### WHAT TO PRODUCE:
Whatever appears in the records should be given again exactly, down to the last mark.

*** Opening of DATA IN THIS EXERCISE ***

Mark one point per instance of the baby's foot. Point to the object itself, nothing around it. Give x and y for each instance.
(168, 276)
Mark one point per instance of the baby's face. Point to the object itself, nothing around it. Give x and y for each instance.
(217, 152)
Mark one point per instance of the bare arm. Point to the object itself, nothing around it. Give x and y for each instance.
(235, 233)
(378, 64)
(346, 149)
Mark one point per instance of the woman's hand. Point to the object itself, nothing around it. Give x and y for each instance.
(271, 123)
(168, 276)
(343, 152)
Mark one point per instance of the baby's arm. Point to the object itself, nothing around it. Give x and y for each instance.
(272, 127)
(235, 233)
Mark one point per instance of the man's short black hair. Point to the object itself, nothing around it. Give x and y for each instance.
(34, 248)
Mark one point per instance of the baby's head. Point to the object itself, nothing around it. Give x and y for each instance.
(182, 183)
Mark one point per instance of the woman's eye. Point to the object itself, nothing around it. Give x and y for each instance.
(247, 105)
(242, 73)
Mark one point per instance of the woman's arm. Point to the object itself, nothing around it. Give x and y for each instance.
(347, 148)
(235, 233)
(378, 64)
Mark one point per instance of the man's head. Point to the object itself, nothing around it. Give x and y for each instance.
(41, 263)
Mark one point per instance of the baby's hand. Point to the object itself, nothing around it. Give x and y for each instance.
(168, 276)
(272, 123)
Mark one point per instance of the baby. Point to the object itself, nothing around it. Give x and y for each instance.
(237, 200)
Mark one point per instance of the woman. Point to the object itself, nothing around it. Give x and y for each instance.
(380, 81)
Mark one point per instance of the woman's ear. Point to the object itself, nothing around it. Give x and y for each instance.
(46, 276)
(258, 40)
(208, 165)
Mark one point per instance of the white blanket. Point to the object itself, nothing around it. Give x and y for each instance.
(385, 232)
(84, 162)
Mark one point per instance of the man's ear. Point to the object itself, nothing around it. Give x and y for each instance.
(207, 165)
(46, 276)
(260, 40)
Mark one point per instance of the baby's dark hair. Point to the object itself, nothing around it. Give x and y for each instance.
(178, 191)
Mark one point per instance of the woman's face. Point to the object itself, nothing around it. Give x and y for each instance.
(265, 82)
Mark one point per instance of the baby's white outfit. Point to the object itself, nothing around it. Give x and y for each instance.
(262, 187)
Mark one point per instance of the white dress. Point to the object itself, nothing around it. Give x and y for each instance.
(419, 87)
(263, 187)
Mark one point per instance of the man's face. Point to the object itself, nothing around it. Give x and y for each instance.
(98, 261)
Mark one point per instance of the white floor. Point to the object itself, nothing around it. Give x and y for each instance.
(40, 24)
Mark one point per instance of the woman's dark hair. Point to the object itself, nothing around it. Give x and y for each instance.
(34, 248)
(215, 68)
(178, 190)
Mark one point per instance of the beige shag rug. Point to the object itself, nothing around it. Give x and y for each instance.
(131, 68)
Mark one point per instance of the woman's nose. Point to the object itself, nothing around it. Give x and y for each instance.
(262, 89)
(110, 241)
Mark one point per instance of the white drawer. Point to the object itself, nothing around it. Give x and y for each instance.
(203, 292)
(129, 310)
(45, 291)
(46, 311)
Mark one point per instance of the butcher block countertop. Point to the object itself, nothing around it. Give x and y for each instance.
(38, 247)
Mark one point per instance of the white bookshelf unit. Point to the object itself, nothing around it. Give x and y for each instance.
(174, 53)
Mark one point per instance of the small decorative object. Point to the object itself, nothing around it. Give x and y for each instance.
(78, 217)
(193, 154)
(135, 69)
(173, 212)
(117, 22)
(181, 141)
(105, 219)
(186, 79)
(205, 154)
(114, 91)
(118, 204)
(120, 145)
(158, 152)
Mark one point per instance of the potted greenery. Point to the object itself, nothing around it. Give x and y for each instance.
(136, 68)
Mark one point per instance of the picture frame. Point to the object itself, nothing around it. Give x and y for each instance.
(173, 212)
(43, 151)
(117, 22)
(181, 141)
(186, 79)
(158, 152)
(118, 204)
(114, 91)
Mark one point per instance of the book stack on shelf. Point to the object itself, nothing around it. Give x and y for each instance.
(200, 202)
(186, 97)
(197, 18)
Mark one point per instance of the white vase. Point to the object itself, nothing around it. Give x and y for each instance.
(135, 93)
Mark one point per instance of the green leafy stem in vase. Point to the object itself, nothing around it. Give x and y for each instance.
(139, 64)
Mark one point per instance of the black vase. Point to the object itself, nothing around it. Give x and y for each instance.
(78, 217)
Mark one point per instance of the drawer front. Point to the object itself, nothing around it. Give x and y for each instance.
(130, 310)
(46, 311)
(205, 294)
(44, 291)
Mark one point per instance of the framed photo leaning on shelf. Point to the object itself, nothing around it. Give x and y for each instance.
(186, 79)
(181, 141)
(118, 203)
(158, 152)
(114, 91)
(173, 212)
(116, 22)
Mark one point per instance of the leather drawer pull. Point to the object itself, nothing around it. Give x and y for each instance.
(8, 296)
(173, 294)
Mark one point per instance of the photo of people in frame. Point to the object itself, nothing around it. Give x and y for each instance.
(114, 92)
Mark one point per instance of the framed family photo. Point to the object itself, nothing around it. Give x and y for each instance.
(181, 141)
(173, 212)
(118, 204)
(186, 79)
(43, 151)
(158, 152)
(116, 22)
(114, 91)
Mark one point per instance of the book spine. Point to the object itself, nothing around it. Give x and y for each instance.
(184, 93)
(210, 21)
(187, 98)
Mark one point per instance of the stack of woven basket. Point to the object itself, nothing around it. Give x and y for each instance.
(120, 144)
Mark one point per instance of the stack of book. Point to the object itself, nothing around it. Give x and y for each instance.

*** Close of DATA IN THIS EXERCISE ***

### EXERCISE SOLUTION:
Mark one point per instance of the baby's foot. Point to the object itself, nothing around it. Give x and y for each instance.
(168, 276)
Mark one point per instance of the baby's face. Point to the object itself, nothing around it. Give x and y for each instance.
(217, 152)
Mark one point per instance of the bare arm. Point to the object itself, nothing around it. Give x and y for each instance.
(235, 233)
(378, 64)
(346, 149)
Mark one point per instance of the woman's hand. Point to the object itself, nothing around it. Give x and y for each instance.
(271, 123)
(168, 276)
(343, 152)
Mark one point per instance of the baby's arm. Point to the object itself, nothing around it. Give x and y for each instance.
(272, 127)
(235, 233)
Mark one point per instance of the man's short black hair. Point to the object itself, nothing around it. Give x and y for each instance.
(34, 248)
Mark one point per instance of the baby's head. Point to the object itself, nothing around it. Give x and y for each instance.
(182, 183)
Mark one point per instance of the woman's eye. Point to the object itself, nothing around it. Give x and y for each instance.
(247, 105)
(242, 73)
Mark one point per instance of the woman's arm. Point to the object itself, nothing around it. Give x and y for each instance.
(347, 148)
(235, 233)
(378, 64)
Mark one point per instance of the man's head. Point to the object itself, nothing around it. Give x and y for each instance.
(41, 263)
Mark one point per instance of the baby's hand. Point to the object itself, nothing around it. Give x and y for each instance.
(168, 276)
(272, 123)
Mark one point per instance of the baby. Point to the object itself, nothing around it. Give x and y for each instance.
(237, 200)
Mark one point per instance of the woman. Point to the object itself, nothing around it. Give x and y for each instance.
(380, 81)
Mark one point per instance of the woman's ear. Point to the object itself, nothing around it. Give x and y for each instance.
(46, 276)
(258, 40)
(208, 165)
Mark one point per instance of the white blanket. Point to the object itself, nothing around it. Give x and y for each instance.
(385, 232)
(84, 162)
Mark one point per instance of the man's ear. Point to the object itself, nothing around it. Give x and y for each instance.
(207, 165)
(46, 276)
(260, 40)
Mark one point per instance of the baby's dark hair. Point to the object itself, nothing around it. Give x and y for each instance.
(178, 191)
Mark one point per instance of the woman's face. Point to the object itself, nothing around it. Give x and y for each instance.
(265, 82)
Mark one point per instance of the baby's white outfit. Point to the object itself, nothing around it. Give x and y for each instance.
(262, 187)
Mark one point per instance of the white dress. Point to the object itself, nothing around it. Give x and y for each instance.
(419, 87)
(263, 187)
Mark one point per instance of the man's face. Point to the object itself, nothing around it. Give x and y for each instance.
(98, 261)
Mark one point per instance of the white floor. Point to the object itself, nothing around it. Give x and y for each instance.
(40, 24)
Mark one point per instance of the woman's dark hair. Point to the object itself, nothing around it. Give x and y for each instance.
(34, 248)
(215, 68)
(178, 190)
Mark one point per instance of the beige shag rug. Point to the object itself, nothing around it. Give x and y for each instance.
(131, 68)
Mark one point per instance of the woman's nose. Point to the object itself, nothing around it. Give x and y for each instance.
(262, 89)
(110, 241)
Mark one point per instance of the white drawer. Point to the object itself, nothing around it. Give x and y for each instance.
(203, 292)
(129, 310)
(45, 291)
(46, 311)
Mark one point per instance of the butcher block countertop. Point to the object itself, nothing around it. Give x and y for each instance.
(38, 247)
Mark one point per instance of the white bookshelf unit. Point to the object itself, nothing around it. Give x and y for each instance.
(174, 53)
Mark one point per instance of the small decorative object. Point to the object itself, nothing around it. Give x and y for each instance.
(78, 217)
(193, 154)
(135, 69)
(173, 212)
(117, 22)
(181, 141)
(105, 219)
(186, 79)
(205, 154)
(114, 91)
(118, 204)
(120, 145)
(158, 152)
Mark one point per instance of the potted greenery. Point to the object itself, nothing around it. Give x and y for each instance.
(136, 68)
Mark one point per instance of the picture frame. Point to the object itself, nothing around it. Give x and y for each instance.
(173, 212)
(43, 151)
(117, 22)
(181, 141)
(186, 79)
(158, 152)
(118, 204)
(114, 91)
Mark one point per instance of the book stack on shelf. Point to the object itself, nothing around it. Give x and y for each instance.
(200, 202)
(186, 97)
(197, 18)
Mark one point per instance of the white vase. Point to the object itself, nothing around it. Give x and y for each instance.
(135, 93)
Mark one point per instance of the green leafy stem in vase. Point to the object itself, nothing around it. Give x and y for each instance.
(139, 64)
Mark one point per instance of the black vase. Point to the object itself, nothing around it. Give x and y for each instance.
(78, 217)
Mark one point per instance of the drawer front. Point to the object itself, nothing around it. Give x and y for each instance.
(130, 310)
(46, 311)
(205, 294)
(44, 291)
Mark one point per instance of the framed photo leaning on shelf. Point to the object itself, nothing around it. Give x and y for each instance.
(186, 79)
(181, 141)
(118, 203)
(158, 152)
(114, 91)
(173, 212)
(116, 22)
Mark one point per instance of the leather drawer pull. Point to the object itself, nothing around it. Give x and y for each instance.
(8, 296)
(173, 294)
Mark one point per instance of the photo of people in frame. Point to the object itself, nothing around it. Give x and y for each instance.
(114, 92)
Mark one point per instance of the framed family photo. Point to the object itself, nothing around it. Give x and y for each instance.
(181, 141)
(173, 212)
(118, 204)
(186, 79)
(43, 151)
(158, 152)
(116, 22)
(114, 91)
Mark one point per instance of the book spine. Point to the object itself, nothing around it. Give x and y for each instance.
(184, 93)
(210, 21)
(187, 98)
Mark one point per instance of the stack of woven basket. Point to the object itself, nothing around it. Give x and y for each instance.
(120, 144)
Mark one point per instance of the stack of book. Point to the object itself, nothing around it. Give x and y for each instance.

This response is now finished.